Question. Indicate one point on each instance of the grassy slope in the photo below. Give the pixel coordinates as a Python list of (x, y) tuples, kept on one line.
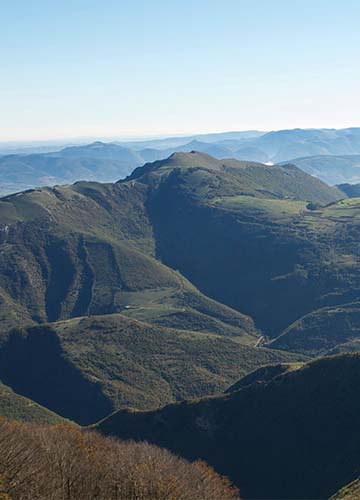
[(263, 374), (331, 169), (295, 436), (85, 368), (101, 237), (17, 407), (269, 257), (349, 492), (350, 190), (322, 331)]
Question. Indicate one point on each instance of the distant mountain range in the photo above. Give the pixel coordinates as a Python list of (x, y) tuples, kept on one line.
[(331, 155), (182, 305)]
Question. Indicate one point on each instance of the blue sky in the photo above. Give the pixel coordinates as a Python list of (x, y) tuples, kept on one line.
[(154, 67)]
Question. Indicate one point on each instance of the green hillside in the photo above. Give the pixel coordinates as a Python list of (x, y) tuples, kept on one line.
[(263, 374), (295, 436), (350, 190), (85, 368), (349, 492), (324, 331), (16, 407), (332, 169)]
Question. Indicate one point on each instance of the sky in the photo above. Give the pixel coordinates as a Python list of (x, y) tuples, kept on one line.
[(146, 68)]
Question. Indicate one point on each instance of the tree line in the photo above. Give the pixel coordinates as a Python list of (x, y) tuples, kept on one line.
[(64, 462)]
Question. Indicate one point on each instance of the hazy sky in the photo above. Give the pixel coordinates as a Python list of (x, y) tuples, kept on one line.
[(73, 68)]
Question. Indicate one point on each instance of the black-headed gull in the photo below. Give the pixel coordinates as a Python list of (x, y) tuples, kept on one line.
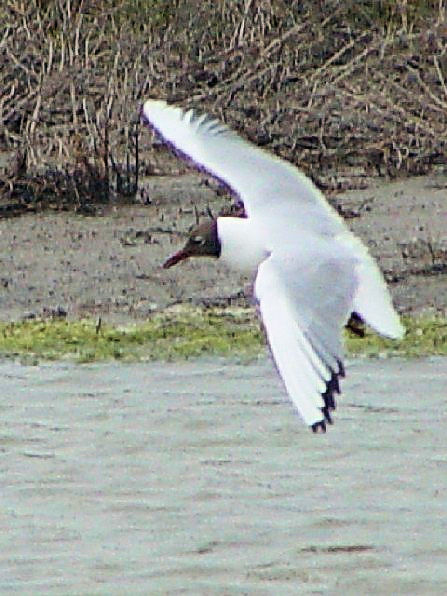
[(311, 272)]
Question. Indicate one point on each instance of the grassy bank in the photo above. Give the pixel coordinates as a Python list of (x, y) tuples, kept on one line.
[(189, 333)]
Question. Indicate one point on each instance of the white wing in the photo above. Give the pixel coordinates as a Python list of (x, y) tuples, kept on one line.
[(276, 196), (304, 301), (256, 176)]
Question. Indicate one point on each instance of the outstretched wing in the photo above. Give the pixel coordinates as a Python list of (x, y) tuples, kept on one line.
[(281, 199), (259, 178), (304, 301)]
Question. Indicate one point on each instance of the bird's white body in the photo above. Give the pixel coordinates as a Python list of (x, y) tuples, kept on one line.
[(311, 271)]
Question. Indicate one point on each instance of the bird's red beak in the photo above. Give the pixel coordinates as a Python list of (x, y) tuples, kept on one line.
[(181, 255)]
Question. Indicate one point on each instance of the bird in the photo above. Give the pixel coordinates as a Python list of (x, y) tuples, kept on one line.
[(311, 273)]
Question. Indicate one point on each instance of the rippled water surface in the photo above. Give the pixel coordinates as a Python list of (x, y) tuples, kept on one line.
[(199, 478)]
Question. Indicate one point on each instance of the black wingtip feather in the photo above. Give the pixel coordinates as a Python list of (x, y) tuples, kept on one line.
[(319, 426), (332, 388)]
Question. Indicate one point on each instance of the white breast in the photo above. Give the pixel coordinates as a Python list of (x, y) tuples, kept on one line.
[(241, 244)]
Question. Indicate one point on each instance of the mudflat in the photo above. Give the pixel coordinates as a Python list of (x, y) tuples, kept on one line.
[(109, 265)]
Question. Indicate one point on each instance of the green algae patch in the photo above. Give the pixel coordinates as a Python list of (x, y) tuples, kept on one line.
[(177, 334), (425, 336), (182, 333)]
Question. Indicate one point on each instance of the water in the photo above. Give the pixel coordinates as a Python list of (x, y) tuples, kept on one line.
[(199, 478)]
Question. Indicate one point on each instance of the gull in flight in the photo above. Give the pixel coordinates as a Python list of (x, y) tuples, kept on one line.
[(311, 272)]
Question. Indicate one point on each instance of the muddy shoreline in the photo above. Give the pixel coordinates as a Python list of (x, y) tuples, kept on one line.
[(109, 265)]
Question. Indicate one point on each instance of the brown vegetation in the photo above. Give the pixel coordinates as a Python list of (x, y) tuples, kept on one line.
[(351, 88)]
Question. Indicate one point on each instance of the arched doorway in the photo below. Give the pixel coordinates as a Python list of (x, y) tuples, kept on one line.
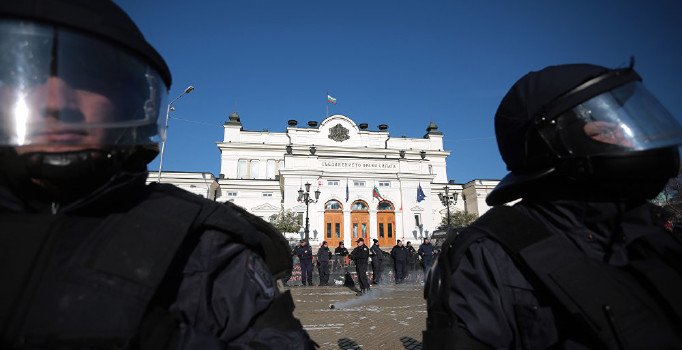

- - - - - - -

• [Required work]:
Set out every line of the records above as a numbered list, omitting blank lines and excluding the pictures.

• [Correct answer]:
1. Question. Indicate one point on each instance of the grassy slope in the photo below. Give the pixel coordinates as a Python list of (x, y) tuples, kept on one line.
2. [(263, 374), (331, 169), (295, 436), (85, 368), (101, 237), (17, 407), (269, 257), (349, 492), (350, 190), (322, 331)]
3. Question. Indicate one point on each instance of the distant mountain range in the photo above. Give the pixel coordinates as a Python list of (x, y) tuples, kept on one line.
4. [(331, 155), (182, 305)]
5. Question. Indicate one point on each instance of the blue sky in the photo above. Give the pixel coordinates as a Python list of (x, y) tuples, kept on one line.
6. [(154, 67)]
7. Question. Indicate one point on each instance of the green hillside in the photo above. Give the pixel coordinates as a Python list of (x, y) tuples, kept on one line.
8. [(263, 374), (295, 436), (350, 190), (85, 368), (349, 492), (324, 331), (16, 407), (332, 169)]
9. Question. Indicate one point on each instance of the sky in the photo above. Give the pixel coordinates as a Python list of (x, y) tuples, kept on one line.
10. [(146, 68)]
11. Question. Indicate one point on each instance of the tree line in the photo above. Give the pixel coordinates as a Python list of (x, y) tuples, kept on one line.
12. [(64, 462)]
13. Question. Indicate one point on each instance of the hazy sky in the photo above. Give the pixel coordinates as a Python list of (x, y) tuples, kept on one line.
14. [(73, 68)]
15. Question. Indicate one point on each instance of the black-headed gull in the photo below. Give the pixel coordinates as a Python list of (x, y) tuples, kept on one line.
16. [(311, 272)]
17. Question. Indicate one point on each instance of the grassy bank in the photo above. Give the pixel coordinates as a Python list of (x, y) tuples, kept on one line.
18. [(189, 333)]
19. Question. Indicate one point on each instance of the white wing in the photo above. Give the pixel coordinates as a Python list of (x, y) tuples, kept on one line.
20. [(276, 196), (304, 301), (256, 176)]
21. Question. Indicate one point on each instance of the outstretched wing in the photo above. Give the pixel coordinates as a Python list of (x, y) tuples, kept on one line.
22. [(281, 199), (259, 178), (304, 301)]
23. Question. Indicate one point on each instance of the bird's white body in the photo above. Give the pixel coordinates as a Python list of (x, y) tuples, kept on one line.
24. [(311, 271)]
25. Question. Indicate one point on each instance of the bird's red beak in the photo above. Give the pixel coordinates as a Python list of (x, y) tuples, kept on one line.
26. [(181, 255)]
27. Question. Indicate one point on each instance of the bird in the photo above. Give the pixel coordinates as a Python list of (x, y) tuples, kept on one line.
28. [(311, 273)]
29. Question. Indicate one point on each instance of the rippled water surface in the photo above. Give the pixel coordinates as a Python list of (x, y) tuples, kept on one line.
30. [(199, 478)]
31. Question. Indicate one point on each instance of the black wingtip feather in the photo above. Give the pixel coordinates as a Python list of (x, y) tuples, kept on one line.
32. [(319, 426), (332, 388)]
33. Question. Indicate one point on each instance of the white breast in the photo above. Give the pixel coordinates as a Python list of (x, y) tuples, kept on one line.
34. [(241, 244)]
35. Question. Indicate one point on each instance of the mudflat in the photo above. Give the pixel coordinates as a Python list of (x, y) tuples, kept on one line.
36. [(109, 265)]
37. Question. Indicate one point on each instance of the green algae patch in the photo above. Give the pixel coordinates as a Python list of (x, y) tuples, kept on one line.
38. [(177, 334), (425, 336), (182, 333)]
39. Question. Indicate one point on each instance of the water in the photo above. Give the pixel coordinates as a Python list of (x, y) tuples, kept on one line.
40. [(199, 478)]
41. Question. Indicate one point on each instance of the gull in flight in the photo above. Give the pixel coordinates as a Python list of (x, y) tuples, kept on one line.
42. [(311, 272)]
43. Question. Indicate one point on each instance of the muddy shoreline in the photo above. Give the pixel coordinates as a Python list of (x, y) tuples, kept on one line.
44. [(109, 265)]
45. Question. Indicate one point on each instance of the brown vegetation in the photo above. Give the pixel coordinates as a Python list of (x, y) tuples, kept on one line.
46. [(351, 88)]
47. Question. Indicate one point on each instance of the arched doorway in the photo below. Give the pixel coordinates as a Python list of (x, y) tuples, kept on one line.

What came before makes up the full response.